## DESCRIPTION OF THE TASK
Reproduce word for word the stretch of the records below from the line containing "In this exercise you will indicate the concrete bench" through the line containing "[(553, 289)]", including both of those lines.

(Stored items)
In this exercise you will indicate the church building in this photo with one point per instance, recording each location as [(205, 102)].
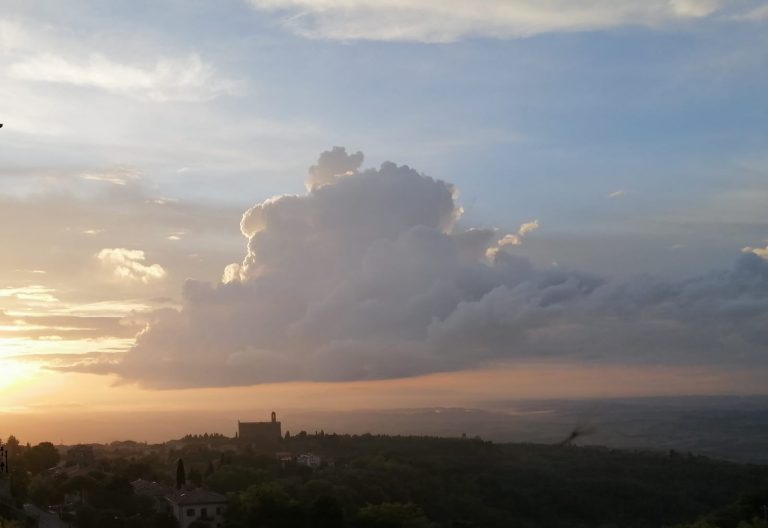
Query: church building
[(260, 434)]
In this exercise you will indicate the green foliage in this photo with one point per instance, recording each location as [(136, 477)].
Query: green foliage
[(41, 457), (392, 515)]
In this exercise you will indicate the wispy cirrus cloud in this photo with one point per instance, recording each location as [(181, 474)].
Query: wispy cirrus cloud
[(368, 275), (439, 21), (128, 264), (187, 78)]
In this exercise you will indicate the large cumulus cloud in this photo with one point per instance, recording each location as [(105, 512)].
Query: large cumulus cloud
[(368, 276)]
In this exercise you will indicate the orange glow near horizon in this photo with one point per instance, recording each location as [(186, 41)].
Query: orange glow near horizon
[(43, 404)]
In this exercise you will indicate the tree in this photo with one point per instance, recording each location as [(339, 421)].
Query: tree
[(326, 512), (195, 477), (392, 515), (181, 475), (41, 457)]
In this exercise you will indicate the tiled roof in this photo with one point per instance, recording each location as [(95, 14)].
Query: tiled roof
[(151, 489), (196, 496)]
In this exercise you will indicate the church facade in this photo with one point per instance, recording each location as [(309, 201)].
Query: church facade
[(260, 434)]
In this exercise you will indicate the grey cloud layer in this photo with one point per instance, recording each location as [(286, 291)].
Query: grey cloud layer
[(367, 276)]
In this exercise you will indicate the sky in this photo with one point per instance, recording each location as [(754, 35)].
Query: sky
[(238, 205)]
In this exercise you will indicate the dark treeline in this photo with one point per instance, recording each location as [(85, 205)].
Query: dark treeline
[(371, 481)]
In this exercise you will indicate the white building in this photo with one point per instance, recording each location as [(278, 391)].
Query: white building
[(309, 459), (198, 505)]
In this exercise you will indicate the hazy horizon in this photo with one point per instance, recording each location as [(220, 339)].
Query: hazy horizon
[(225, 207)]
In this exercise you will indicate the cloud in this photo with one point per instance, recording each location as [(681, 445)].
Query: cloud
[(369, 276), (128, 264), (169, 79), (439, 21), (761, 252), (758, 14), (512, 239)]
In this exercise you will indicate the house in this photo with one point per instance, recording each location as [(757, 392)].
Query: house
[(310, 460), (206, 506), (260, 434), (155, 491)]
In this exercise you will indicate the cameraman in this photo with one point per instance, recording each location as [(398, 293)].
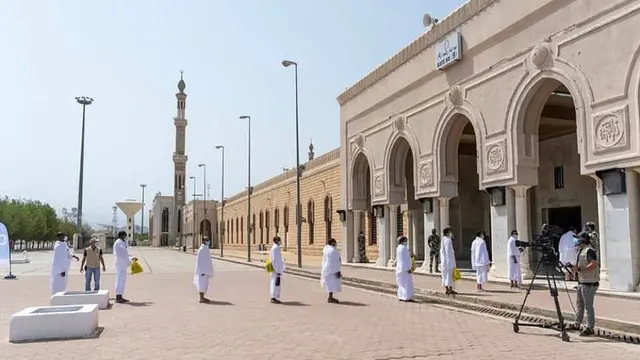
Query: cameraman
[(588, 271)]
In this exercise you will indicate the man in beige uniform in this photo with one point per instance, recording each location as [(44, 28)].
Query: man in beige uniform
[(91, 260)]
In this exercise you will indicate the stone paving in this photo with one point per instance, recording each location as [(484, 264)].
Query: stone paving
[(615, 308), (166, 322)]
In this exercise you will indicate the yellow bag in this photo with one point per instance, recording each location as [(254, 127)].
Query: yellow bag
[(456, 274), (268, 265), (136, 268)]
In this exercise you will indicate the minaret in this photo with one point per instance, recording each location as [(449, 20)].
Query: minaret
[(179, 162)]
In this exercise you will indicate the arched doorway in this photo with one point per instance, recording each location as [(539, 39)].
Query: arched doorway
[(469, 210), (563, 196), (327, 217), (360, 205), (311, 215), (267, 219), (261, 227), (402, 194), (164, 227)]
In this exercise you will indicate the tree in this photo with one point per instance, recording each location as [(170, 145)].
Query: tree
[(33, 222)]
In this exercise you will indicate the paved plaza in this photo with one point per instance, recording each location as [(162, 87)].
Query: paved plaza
[(164, 321)]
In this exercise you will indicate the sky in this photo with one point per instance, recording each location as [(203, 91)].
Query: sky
[(127, 55)]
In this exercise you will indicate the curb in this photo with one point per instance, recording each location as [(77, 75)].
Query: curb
[(610, 329), (497, 282)]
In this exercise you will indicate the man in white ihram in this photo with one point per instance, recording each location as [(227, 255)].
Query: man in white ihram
[(61, 264), (480, 260), (404, 279), (568, 251), (447, 260), (204, 270), (278, 269), (513, 259), (331, 266), (123, 261)]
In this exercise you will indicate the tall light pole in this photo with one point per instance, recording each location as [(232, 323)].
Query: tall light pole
[(143, 186), (204, 192), (193, 215), (84, 101), (287, 63), (222, 226), (249, 189)]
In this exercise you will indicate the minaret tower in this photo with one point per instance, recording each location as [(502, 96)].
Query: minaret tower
[(179, 162)]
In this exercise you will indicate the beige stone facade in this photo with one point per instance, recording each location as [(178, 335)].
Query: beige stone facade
[(273, 209), (504, 115)]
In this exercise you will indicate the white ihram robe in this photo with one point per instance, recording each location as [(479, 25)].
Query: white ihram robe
[(480, 259), (515, 272), (331, 266), (204, 269), (447, 261), (568, 252), (403, 276), (278, 267), (123, 261), (61, 264)]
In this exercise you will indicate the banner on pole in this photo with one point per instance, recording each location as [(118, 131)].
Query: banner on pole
[(4, 246)]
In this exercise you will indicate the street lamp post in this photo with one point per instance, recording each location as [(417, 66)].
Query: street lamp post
[(249, 189), (287, 63), (193, 214), (204, 192), (84, 101), (222, 226), (143, 186)]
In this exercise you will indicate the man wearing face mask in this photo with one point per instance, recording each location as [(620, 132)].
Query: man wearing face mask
[(204, 270), (404, 279), (278, 268), (61, 264), (513, 259), (588, 271)]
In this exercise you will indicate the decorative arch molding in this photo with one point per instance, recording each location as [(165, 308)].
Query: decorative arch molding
[(390, 182), (446, 160), (533, 91)]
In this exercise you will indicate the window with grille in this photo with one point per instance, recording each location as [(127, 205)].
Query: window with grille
[(558, 177)]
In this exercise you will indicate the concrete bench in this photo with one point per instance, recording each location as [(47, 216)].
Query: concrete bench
[(100, 298), (53, 322)]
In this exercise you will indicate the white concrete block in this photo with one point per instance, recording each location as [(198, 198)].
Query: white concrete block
[(100, 298), (53, 322)]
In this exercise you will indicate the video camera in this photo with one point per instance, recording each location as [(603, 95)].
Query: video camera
[(545, 243)]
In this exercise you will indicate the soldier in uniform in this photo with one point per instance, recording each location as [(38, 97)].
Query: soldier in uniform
[(590, 228), (588, 271), (434, 249)]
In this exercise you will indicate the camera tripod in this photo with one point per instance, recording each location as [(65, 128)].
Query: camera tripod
[(553, 289)]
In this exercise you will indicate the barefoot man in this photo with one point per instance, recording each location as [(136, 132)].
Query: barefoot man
[(204, 270)]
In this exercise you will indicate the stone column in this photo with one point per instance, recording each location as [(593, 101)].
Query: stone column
[(444, 213), (393, 234), (346, 243), (502, 222), (418, 233), (388, 235), (622, 229), (411, 231), (602, 228), (383, 240), (431, 221), (357, 227), (523, 226)]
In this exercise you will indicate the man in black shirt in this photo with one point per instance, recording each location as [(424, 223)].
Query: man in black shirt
[(588, 271)]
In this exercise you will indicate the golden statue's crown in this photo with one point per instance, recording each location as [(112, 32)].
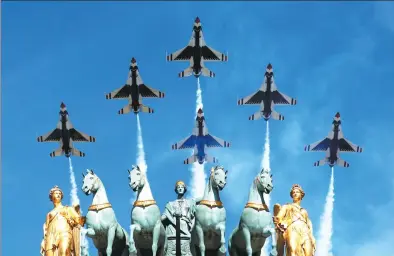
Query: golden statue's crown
[(180, 182), (55, 188)]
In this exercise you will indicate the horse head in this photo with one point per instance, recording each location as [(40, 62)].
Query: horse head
[(91, 182), (136, 178), (218, 177), (264, 181)]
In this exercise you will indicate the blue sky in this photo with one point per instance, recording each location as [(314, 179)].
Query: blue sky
[(330, 56)]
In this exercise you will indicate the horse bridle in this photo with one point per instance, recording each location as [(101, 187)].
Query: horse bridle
[(98, 207), (211, 204)]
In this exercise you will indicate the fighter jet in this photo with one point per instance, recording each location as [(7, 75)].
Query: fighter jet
[(197, 52), (65, 134), (134, 90), (200, 140), (267, 96), (333, 144)]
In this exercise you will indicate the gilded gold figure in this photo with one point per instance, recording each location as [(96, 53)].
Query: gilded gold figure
[(61, 228), (294, 228)]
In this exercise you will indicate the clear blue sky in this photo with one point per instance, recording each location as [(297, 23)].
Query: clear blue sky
[(330, 56)]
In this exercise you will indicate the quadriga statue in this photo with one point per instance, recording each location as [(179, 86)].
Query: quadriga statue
[(256, 223), (208, 237), (178, 219), (107, 234), (61, 228), (294, 228), (147, 235)]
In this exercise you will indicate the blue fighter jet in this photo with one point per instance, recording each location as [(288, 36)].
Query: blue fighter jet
[(200, 140), (333, 144)]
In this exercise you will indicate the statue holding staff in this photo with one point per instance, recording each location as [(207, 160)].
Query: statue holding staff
[(179, 219), (61, 228), (294, 227)]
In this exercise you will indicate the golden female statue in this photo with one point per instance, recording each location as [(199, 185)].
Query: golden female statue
[(294, 228), (61, 228)]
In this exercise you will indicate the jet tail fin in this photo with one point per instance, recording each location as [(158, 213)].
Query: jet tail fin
[(146, 109), (187, 72), (76, 152), (125, 110), (211, 159), (57, 152), (206, 72), (342, 163), (275, 115), (256, 116), (190, 160)]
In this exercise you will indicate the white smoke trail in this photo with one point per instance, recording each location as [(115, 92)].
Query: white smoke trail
[(265, 164), (140, 148), (198, 174), (74, 189), (140, 156), (324, 244), (265, 161), (199, 96), (75, 201)]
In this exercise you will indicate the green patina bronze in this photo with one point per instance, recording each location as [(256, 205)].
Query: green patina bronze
[(147, 234), (256, 223), (208, 237), (102, 227)]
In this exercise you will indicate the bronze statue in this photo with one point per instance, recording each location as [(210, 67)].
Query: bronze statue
[(294, 228), (61, 228), (179, 219)]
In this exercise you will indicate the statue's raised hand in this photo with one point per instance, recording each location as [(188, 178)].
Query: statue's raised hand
[(273, 252)]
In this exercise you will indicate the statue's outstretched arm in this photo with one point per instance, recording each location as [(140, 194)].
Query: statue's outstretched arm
[(280, 215)]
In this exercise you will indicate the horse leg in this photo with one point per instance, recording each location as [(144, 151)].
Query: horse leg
[(110, 239), (200, 234), (90, 232), (132, 249), (248, 243), (222, 228), (231, 251), (272, 232), (156, 236)]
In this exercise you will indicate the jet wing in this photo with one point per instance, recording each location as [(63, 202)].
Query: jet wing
[(321, 145), (215, 142), (347, 146), (210, 54), (52, 136), (146, 92), (183, 54), (253, 99), (188, 142), (80, 136), (121, 93), (282, 99)]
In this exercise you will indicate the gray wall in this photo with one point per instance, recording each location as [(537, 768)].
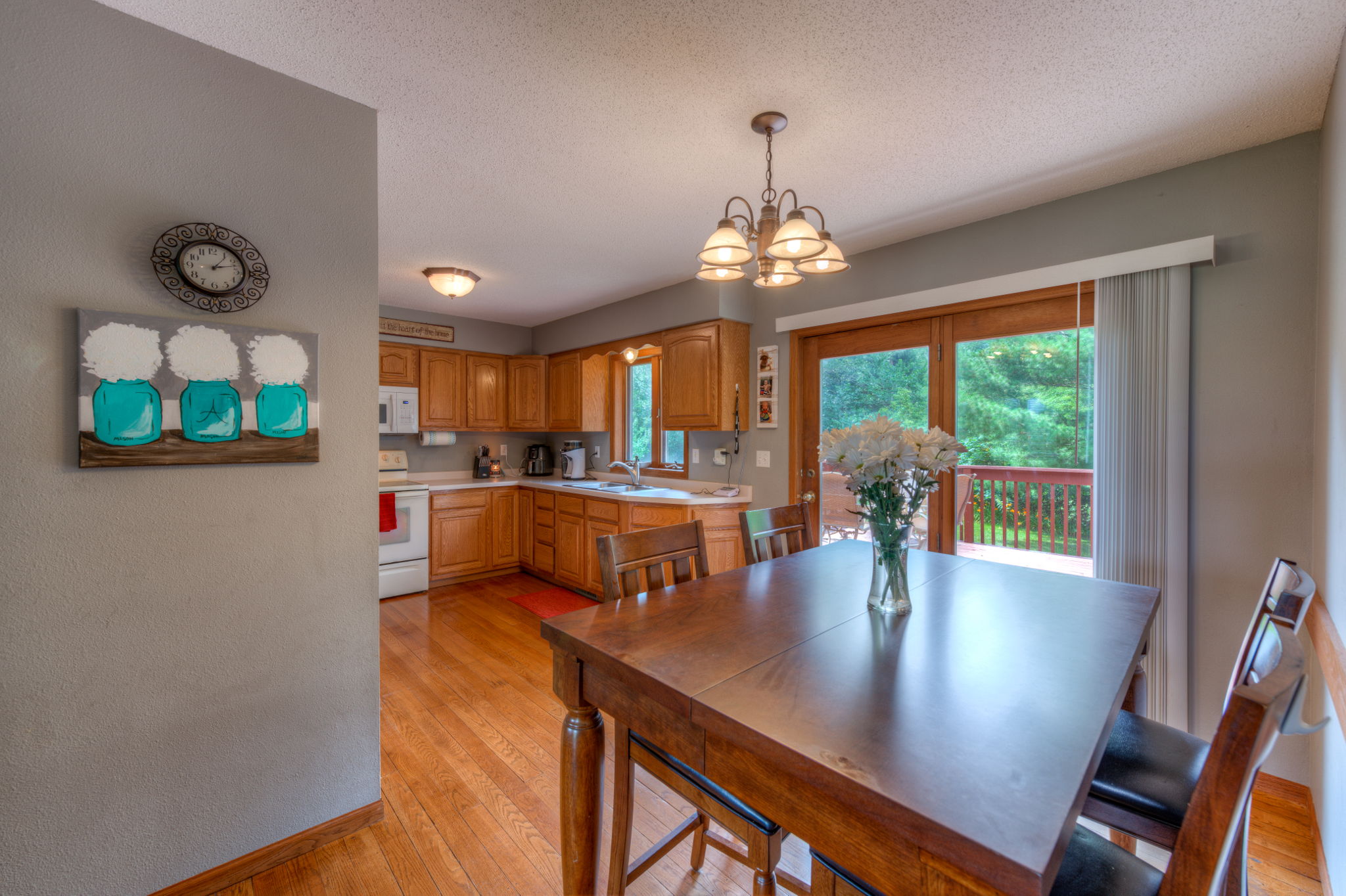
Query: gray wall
[(190, 663), (1329, 759), (469, 332), (1252, 349)]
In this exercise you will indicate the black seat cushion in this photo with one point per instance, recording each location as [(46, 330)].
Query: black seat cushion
[(1150, 769), (708, 786), (1098, 866), (845, 875)]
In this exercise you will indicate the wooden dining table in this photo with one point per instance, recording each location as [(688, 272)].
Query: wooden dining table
[(948, 751)]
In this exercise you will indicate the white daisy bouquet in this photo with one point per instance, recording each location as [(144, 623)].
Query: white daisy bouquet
[(891, 468)]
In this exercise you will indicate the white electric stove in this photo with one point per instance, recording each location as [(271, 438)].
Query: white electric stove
[(404, 552)]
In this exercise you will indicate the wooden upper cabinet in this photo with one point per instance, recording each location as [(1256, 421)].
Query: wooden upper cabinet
[(443, 389), (398, 365), (702, 367), (486, 392), (526, 380)]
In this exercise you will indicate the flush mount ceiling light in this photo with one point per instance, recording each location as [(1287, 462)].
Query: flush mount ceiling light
[(785, 250), (452, 282)]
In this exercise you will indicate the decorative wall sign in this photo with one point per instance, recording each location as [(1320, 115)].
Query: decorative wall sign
[(210, 267), (394, 327), (768, 386), (160, 390)]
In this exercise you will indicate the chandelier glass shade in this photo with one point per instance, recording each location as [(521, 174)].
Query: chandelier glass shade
[(785, 250)]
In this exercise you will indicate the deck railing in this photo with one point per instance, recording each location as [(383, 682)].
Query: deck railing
[(1030, 508)]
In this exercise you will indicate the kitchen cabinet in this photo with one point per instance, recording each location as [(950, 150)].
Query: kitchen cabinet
[(503, 524), (525, 380), (443, 389), (702, 367), (576, 392), (486, 392), (398, 365)]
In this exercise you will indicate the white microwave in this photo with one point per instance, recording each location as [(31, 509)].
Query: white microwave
[(398, 409)]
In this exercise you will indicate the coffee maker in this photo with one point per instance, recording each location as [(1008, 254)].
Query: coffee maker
[(572, 459), (538, 460)]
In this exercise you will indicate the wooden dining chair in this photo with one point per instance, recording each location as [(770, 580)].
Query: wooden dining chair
[(1148, 771), (776, 532), (1265, 703), (628, 558)]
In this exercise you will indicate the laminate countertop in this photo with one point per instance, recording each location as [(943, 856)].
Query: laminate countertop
[(659, 495)]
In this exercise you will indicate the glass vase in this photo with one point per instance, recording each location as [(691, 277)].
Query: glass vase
[(127, 412), (282, 411), (889, 589), (210, 411)]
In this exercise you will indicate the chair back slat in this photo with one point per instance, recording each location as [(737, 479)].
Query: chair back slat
[(1286, 598), (1267, 683), (776, 532), (656, 553)]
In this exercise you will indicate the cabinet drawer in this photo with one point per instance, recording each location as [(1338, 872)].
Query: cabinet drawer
[(718, 517), (455, 499), (605, 510), (652, 516)]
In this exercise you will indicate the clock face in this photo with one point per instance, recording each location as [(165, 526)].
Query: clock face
[(212, 267)]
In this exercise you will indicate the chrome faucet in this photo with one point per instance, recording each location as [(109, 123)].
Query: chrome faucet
[(632, 467)]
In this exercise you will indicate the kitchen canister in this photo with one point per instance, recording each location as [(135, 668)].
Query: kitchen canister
[(281, 365), (208, 359), (127, 408)]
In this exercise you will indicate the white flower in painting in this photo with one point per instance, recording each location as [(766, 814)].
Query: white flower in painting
[(277, 359), (202, 353), (123, 351)]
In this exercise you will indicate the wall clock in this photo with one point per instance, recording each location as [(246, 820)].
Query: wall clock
[(210, 267)]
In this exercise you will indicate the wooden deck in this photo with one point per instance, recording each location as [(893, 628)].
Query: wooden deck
[(471, 735)]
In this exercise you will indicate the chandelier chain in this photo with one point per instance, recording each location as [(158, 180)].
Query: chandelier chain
[(769, 194)]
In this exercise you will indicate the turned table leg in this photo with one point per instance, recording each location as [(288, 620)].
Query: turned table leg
[(582, 780)]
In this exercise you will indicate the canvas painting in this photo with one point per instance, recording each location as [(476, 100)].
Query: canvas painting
[(163, 390)]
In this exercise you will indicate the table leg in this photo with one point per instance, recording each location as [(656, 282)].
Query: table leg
[(582, 783)]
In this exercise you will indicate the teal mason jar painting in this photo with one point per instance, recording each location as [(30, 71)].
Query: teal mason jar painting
[(127, 412), (210, 411), (282, 411)]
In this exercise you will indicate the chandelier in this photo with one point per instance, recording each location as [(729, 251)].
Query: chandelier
[(785, 250)]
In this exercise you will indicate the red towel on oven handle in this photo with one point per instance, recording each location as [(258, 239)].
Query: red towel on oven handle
[(386, 510)]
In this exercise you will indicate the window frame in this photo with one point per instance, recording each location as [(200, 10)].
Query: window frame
[(620, 434)]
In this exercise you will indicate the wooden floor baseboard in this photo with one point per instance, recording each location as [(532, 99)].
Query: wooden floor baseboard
[(221, 876)]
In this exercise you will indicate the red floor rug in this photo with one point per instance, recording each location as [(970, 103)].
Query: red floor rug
[(553, 602)]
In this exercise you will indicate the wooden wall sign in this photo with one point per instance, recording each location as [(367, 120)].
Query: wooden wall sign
[(394, 327)]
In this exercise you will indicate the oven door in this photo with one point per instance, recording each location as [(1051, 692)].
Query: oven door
[(411, 539)]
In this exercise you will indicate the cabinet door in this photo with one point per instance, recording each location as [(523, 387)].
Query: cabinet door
[(691, 388), (459, 543), (485, 393), (526, 380), (443, 389), (503, 527), (563, 393), (525, 526), (593, 573), (398, 365), (570, 549)]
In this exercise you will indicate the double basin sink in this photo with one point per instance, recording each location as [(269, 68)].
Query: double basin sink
[(610, 486)]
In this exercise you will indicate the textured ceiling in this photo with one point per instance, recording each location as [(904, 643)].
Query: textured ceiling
[(578, 152)]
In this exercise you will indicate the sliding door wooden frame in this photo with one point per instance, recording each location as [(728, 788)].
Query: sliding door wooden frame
[(1015, 314)]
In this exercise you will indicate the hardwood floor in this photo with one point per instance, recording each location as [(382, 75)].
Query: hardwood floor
[(471, 735)]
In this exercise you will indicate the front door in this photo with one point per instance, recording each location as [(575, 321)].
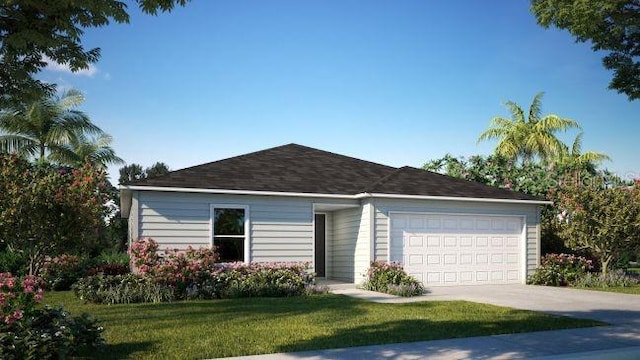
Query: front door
[(319, 260)]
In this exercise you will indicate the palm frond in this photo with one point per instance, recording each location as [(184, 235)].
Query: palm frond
[(535, 110), (516, 111), (17, 144), (576, 148)]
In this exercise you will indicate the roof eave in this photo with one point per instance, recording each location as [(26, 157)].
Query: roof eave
[(454, 198), (235, 192), (333, 196)]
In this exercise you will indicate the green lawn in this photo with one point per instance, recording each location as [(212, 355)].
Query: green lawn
[(207, 329)]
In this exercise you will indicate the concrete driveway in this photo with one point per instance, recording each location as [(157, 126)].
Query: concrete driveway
[(620, 340), (616, 309)]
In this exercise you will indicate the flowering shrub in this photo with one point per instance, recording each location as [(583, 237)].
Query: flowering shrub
[(391, 278), (121, 289), (614, 278), (18, 297), (27, 332), (192, 274), (560, 270), (61, 271), (144, 254)]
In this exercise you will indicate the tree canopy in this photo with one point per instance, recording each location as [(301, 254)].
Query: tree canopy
[(45, 125), (528, 136), (134, 172), (33, 32), (612, 26)]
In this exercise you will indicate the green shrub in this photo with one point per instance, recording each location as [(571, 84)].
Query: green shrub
[(28, 332), (14, 262), (613, 278), (113, 257), (51, 333), (121, 289), (560, 270), (60, 272), (109, 269), (391, 278), (264, 279)]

## RESULT
In this exercise you will indicate the concrete bench in this photo with one point per instance, recording each location as [(47, 216)].
Query: concrete bench
[(100, 298), (53, 322)]
In this exercise you will indicate the white concrete block in this photo with one point per instance, recording each location as [(198, 198)].
Query: white concrete block
[(100, 298), (53, 322)]
In this exercise you will indicate the video camera in this photo with one point per instance, recording each location as [(603, 95)].
Query: video camera
[(545, 243)]
In this exercise you will indicate the soldier in uniform in this photo with one point per instance, recording each location as [(38, 97)].
Query: soldier in uniform
[(590, 228), (588, 271), (434, 249)]
In this exercise you will indicate the camera tripod in this photo with one point per instance, recording each location as [(65, 128)].
Query: camera tripod
[(553, 289)]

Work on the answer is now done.